### Problem description
The full listing below should be copied verbatim.

### Data provided
● ● ● ● ● ● ●
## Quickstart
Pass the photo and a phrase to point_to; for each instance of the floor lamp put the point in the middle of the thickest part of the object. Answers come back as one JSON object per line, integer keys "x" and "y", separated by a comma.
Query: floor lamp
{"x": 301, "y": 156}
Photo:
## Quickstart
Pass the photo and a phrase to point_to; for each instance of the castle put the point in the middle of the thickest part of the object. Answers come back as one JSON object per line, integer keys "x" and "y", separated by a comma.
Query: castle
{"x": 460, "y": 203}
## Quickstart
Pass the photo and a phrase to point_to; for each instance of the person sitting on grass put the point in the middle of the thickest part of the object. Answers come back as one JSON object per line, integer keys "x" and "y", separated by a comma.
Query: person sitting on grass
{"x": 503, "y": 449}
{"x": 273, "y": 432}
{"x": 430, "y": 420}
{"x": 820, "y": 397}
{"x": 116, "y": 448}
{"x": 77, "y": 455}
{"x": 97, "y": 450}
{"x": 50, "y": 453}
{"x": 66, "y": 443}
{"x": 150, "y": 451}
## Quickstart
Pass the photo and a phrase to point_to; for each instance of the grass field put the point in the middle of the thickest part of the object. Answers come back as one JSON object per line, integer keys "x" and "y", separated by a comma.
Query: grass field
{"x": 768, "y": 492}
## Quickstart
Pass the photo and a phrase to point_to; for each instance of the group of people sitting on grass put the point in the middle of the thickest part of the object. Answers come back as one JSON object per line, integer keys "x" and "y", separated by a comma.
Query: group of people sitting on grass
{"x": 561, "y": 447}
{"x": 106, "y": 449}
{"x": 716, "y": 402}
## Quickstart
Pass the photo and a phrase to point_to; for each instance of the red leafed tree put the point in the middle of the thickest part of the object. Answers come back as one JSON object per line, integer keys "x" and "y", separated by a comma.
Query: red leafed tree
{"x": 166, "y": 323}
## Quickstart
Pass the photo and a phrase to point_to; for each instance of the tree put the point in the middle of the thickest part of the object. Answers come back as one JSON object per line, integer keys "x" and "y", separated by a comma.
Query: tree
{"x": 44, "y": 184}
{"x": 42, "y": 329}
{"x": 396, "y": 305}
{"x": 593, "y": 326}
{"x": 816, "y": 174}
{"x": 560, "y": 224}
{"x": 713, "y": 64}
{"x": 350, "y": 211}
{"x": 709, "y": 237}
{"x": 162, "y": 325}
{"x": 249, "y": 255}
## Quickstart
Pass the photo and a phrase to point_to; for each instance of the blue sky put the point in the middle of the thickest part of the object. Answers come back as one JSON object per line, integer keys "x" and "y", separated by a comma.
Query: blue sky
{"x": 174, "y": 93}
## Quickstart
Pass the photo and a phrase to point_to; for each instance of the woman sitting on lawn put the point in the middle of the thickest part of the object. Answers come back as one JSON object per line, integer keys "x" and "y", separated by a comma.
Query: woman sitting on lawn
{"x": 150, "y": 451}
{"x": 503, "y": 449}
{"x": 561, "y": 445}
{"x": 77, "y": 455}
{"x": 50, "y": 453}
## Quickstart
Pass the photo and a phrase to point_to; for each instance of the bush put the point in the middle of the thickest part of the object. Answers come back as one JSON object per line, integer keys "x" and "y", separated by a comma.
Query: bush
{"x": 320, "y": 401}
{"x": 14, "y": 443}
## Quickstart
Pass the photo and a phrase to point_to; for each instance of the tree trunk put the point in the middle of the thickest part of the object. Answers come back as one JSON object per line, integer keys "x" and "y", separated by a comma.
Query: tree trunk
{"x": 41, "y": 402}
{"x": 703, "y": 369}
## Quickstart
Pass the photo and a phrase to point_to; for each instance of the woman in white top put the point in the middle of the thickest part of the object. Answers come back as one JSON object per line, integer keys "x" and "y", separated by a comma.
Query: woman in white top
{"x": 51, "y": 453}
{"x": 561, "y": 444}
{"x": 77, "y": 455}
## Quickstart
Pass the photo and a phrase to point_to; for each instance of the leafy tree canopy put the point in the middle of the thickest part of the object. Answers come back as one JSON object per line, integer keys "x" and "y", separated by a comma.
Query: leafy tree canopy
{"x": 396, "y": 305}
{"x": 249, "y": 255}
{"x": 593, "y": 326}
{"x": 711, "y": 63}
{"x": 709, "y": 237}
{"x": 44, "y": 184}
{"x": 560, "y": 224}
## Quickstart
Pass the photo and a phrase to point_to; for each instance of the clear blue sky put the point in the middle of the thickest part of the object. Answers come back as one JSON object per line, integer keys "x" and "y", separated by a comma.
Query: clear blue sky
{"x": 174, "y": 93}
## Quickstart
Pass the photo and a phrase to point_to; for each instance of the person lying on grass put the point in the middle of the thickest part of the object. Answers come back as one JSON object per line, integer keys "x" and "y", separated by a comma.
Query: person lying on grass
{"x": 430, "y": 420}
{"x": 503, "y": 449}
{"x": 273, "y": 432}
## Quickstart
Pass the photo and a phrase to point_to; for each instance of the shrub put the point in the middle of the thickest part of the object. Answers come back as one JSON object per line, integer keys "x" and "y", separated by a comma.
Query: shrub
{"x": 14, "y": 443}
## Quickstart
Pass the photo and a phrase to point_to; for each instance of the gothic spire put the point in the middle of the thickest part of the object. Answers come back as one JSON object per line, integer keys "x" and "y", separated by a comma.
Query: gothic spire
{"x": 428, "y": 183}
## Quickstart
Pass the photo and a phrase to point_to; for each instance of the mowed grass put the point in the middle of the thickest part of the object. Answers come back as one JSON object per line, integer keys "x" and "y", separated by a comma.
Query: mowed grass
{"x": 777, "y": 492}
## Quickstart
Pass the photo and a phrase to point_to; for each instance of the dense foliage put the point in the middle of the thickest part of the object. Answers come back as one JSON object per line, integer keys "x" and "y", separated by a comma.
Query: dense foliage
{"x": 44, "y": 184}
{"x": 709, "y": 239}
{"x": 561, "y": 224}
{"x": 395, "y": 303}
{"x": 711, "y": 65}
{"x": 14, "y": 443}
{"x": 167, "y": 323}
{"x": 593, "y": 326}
● ● ● ● ● ● ●
### The answer
## Quickstart
Pass the photo and a phrase to point_to; for each instance of the floor lamp put the point in the middle of the thickest part of the object. Answers come back as one JSON object per line, integer keys "x" and "y", separated by a comma.
Query: floor lamp
{"x": 301, "y": 156}
Photo:
## Quickstart
Pass the photo and a phrase to point_to; for each instance of the castle put the point in the middle of the thickest part of the object. Answers come back as one JSON object per line, integer keys "x" and "y", separated by a comma.
Query: castle
{"x": 460, "y": 203}
## Quickstart
Pass the photo and a phrase to point_to; for each instance of the person sitting on grass put the point in the middle of the thickest part of the object. Answers come back as one JSON object per line, integer keys "x" and "y", separated by a comma.
Query: person sitting on grass
{"x": 503, "y": 449}
{"x": 273, "y": 432}
{"x": 430, "y": 420}
{"x": 820, "y": 397}
{"x": 116, "y": 448}
{"x": 77, "y": 455}
{"x": 97, "y": 450}
{"x": 50, "y": 453}
{"x": 66, "y": 443}
{"x": 150, "y": 451}
## Quickstart
Pass the photo and a phrase to point_to; for each instance of the grass field put the point in the middle of the thickest part of the object. Answers come back as one JSON object per line, integer keys "x" and "y", separated by a comma.
Query: grass field
{"x": 768, "y": 492}
## Quickstart
Pass the photo and a phrase to point_to; for each instance of the group of people sitting on grass put the point in the middle of the thickest part of the object. Answers come back as one JSON object per line, integer keys "x" and "y", separated by a comma.
Query: group of people sitting on grass
{"x": 561, "y": 447}
{"x": 106, "y": 449}
{"x": 716, "y": 402}
## Quickstart
Pass the photo and a phrase to point_to; for each instance of the red leafed tree put the point in the middle of the thickest part of the object. Answers come back as one JSON object per line, integer keys "x" and "y", separated by a comma.
Query: red leafed tree
{"x": 166, "y": 323}
## Quickstart
Pass the photo and a phrase to point_to; for each instance of the tree put the point in the middle of the thickest part of the object. Answers come back as one JSON object per line, integer keys "x" and "y", separated by a comma.
Query: tree
{"x": 44, "y": 184}
{"x": 42, "y": 329}
{"x": 396, "y": 305}
{"x": 593, "y": 326}
{"x": 816, "y": 174}
{"x": 560, "y": 224}
{"x": 713, "y": 64}
{"x": 350, "y": 211}
{"x": 709, "y": 237}
{"x": 162, "y": 325}
{"x": 249, "y": 255}
## Quickstart
Pass the photo and a phrase to point_to; for each instance of the blue sky put the point in the middle of the thickest part of the object. Answers come back as one JSON object per line, integer keys "x" and "y", separated by a comma.
Query: blue sky
{"x": 174, "y": 93}
## Quickstart
Pass the photo and a phrase to point_to; for each instance of the woman sitting on lawn put the point in the middle of the thickest part of the object. Answers come back as one JSON object per line, integer keys "x" and "y", separated by a comma.
Query: woman sitting on lawn
{"x": 150, "y": 451}
{"x": 503, "y": 449}
{"x": 561, "y": 445}
{"x": 77, "y": 455}
{"x": 50, "y": 453}
## Quickstart
Pass the photo and a phrase to point_to; for each instance of the bush put the point in the middle of the thickest part of the object. Answers come back as one JSON object per line, integer keys "x" and "y", separated by a comma.
Query: bush
{"x": 320, "y": 401}
{"x": 14, "y": 443}
## Quickstart
Pass the photo and a phrase to point_to; for each instance of the tree trunk put the point in the middle of the thickest part of the object. Answers come back as one JSON object per line, integer keys "x" and "y", separated by a comma.
Query: tree trunk
{"x": 41, "y": 402}
{"x": 703, "y": 369}
## Quickstart
Pass the photo and a phrase to point_to; for each instance of the woman in white top put the point in the middle of the thickest part of the object. Answers come back as one JSON object per line, integer keys "x" and "y", separated by a comma.
Query: woman in white top
{"x": 51, "y": 453}
{"x": 561, "y": 444}
{"x": 77, "y": 455}
## Quickstart
Pass the photo and a phrase to point_to; for each instance of the leafy tree canopy put the point in the middle of the thickest part of the object. Answers come back as one JSON object per line, integer keys "x" and "y", separated by a comma.
Query: leafy tree canopy
{"x": 396, "y": 305}
{"x": 249, "y": 255}
{"x": 593, "y": 326}
{"x": 711, "y": 63}
{"x": 709, "y": 237}
{"x": 44, "y": 184}
{"x": 560, "y": 224}
## Quickstart
Pass the photo and a phrase to point_to; for each instance of the clear blue sky put the point in the middle of the thickest part of the object. Answers come back as one JSON object per line, integer keys "x" and "y", separated by a comma.
Query: clear blue sky
{"x": 174, "y": 93}
## Quickstart
Pass the photo and a phrase to point_to; for each instance of the person lying on grass put the point in the middle of the thickest part of the object. Answers come back as one JSON object per line, integer keys "x" and "y", separated by a comma.
Query: person lying on grass
{"x": 430, "y": 420}
{"x": 503, "y": 449}
{"x": 273, "y": 432}
## Quickstart
Pass the photo and a phrase to point_to; for each instance of the shrub put the point in the middle of the thickest part of the object. Answers come back as one JSON object per line, integer keys "x" and "y", separated by a comma.
Query: shrub
{"x": 14, "y": 443}
## Quickstart
Pass the photo and a phrase to point_to; for each instance of the gothic spire put the point in the middle of the thickest part of the object. Answers come back as one JSON object per line, integer keys "x" and "y", separated by a comma.
Query: gothic spire
{"x": 428, "y": 183}
## Quickstart
Pass the photo and a phrase to point_to; for each instance of the mowed grass put the point in the middle of the thickest part of the object. Answers come back as one JSON object per line, integer keys "x" and "y", separated by a comma.
Query: mowed grass
{"x": 777, "y": 492}
## Quickstart
Pass the photo and a phrase to point_to; for each instance of the dense foliage put the point in the middle of the thickest part of the object. Answers come back as one JSON object per line, integer keys "x" and "y", separated by a comma.
Query: dense foliage
{"x": 44, "y": 184}
{"x": 709, "y": 239}
{"x": 561, "y": 224}
{"x": 395, "y": 303}
{"x": 711, "y": 65}
{"x": 14, "y": 443}
{"x": 167, "y": 323}
{"x": 593, "y": 326}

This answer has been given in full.